▸ What you are asked to do: The expected output is every entry below, exact in every character.

*** Working data Section Begins ***

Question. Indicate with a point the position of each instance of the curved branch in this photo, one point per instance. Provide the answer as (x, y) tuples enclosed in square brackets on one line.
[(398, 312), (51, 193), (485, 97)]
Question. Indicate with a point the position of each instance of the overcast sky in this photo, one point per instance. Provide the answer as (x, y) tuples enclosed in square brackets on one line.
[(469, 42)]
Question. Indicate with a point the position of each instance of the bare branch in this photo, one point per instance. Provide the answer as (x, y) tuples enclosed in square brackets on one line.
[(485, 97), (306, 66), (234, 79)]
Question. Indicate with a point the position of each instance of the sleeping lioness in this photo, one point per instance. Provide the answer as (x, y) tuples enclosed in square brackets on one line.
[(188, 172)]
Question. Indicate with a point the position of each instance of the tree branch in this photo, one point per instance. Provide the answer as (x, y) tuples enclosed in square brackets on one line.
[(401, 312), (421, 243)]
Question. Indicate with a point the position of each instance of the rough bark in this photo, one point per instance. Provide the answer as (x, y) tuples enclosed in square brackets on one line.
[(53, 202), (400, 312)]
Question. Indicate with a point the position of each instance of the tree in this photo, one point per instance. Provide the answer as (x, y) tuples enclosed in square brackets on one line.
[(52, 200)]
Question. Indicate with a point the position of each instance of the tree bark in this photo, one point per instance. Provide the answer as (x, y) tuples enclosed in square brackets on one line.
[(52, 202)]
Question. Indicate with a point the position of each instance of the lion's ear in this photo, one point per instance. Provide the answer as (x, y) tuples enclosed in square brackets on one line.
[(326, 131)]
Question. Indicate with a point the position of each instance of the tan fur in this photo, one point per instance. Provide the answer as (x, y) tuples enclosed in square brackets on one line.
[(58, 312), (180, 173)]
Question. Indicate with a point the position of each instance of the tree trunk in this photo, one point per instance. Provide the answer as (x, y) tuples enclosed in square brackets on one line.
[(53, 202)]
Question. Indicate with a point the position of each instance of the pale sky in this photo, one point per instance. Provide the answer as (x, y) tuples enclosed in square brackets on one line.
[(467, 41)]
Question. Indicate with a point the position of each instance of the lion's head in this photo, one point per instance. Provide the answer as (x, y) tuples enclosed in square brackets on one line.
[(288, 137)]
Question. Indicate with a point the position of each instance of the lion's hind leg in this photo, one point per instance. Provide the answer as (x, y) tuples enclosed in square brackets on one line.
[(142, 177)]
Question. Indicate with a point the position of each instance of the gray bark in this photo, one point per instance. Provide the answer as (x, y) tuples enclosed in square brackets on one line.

*** Working data Section Ends ***

▸ Response to the exercise:
Question. Indicate with a point the position of each instance of the curved branch in this photo, one point per instance. Provide the answer as (x, y) tuples enclosed in square brackets on one line.
[(398, 312), (51, 193), (485, 97)]
Question. Indicate with a point the position of each instance of the overcast sky in this photo, one point per instance. Provide the answer as (x, y) tuples enclosed in square brackets on one line.
[(469, 42)]
Question. Indicate with a point the position of each instance of the bare branch in this photo, one point per instance. Provide the answer as (x, y) tuples enclosed in square brackets on one line.
[(485, 97), (306, 66), (234, 79)]
Question. Indicate with a point the position of each instance of the sleeping lioness in this photo, one point per instance. Provide the answer as (x, y) tuples enclosed in square brackets on one line.
[(188, 172)]
Question. Indicate with a point the position of each instance of the tree branch in this photo, one point per instance. Provide the answer as (x, y) tuples enclosed in square brackets on one line.
[(401, 312), (421, 243)]
Question. Indicate with a point the position of each instance of the rough bark in this photo, one point per instance. Provide the answer as (x, y) tuples enclosed in square brackets on one line.
[(53, 202), (400, 312)]
Question. Indicate with a point the position of each instance of the tree in this photo, one point per instance. Provide the answer as (x, y) tuples enclosed in square brackets on one line.
[(52, 200)]
Question. Indicate with a point the position of each instance of the tree bark in this photo, one point per instance. Provide the answer as (x, y) tuples enclosed in square brackets on one line.
[(52, 202)]
Question. Indicate with a point the position of each instance of the lion's ear in this photo, one point per instance. Provide the answer as (x, y) tuples enclosed in square brackets on one line.
[(326, 131)]
Question. Indicate with a point the position of each instance of the tan fur in this photo, one point per instance. Provide the answer as (x, y) tuples enclosed in square brackets on one line.
[(58, 312), (180, 173)]
Question. Indicate with a point the position of each instance of the tree trunk in this photo, one point per instance. Provide the answer as (x, y) tuples enclosed in square brackets on one line.
[(53, 202)]
Question. Indicate with a point the position of each instance of the pale sky in this photo, one point per instance. Provide the answer as (x, y) tuples enclosed in square brackets on one line.
[(467, 41)]
Question. Indicate with a point the position of each instance of the lion's head in this photo, one point per instance. Provide the answer as (x, y) tuples enclosed in square brackets on one line.
[(288, 137)]
Question. Indicate with a point the position of each instance of the lion's hind leg in this photo, one point per instance. Provide the answer as (x, y) tuples enclosed in square brackets on one line.
[(142, 177)]
Question. Indicate with a point the position of each instance of the gray bark in this photo, one point per instance. Provide the answer as (x, y) tuples enclosed in square brackets on one line.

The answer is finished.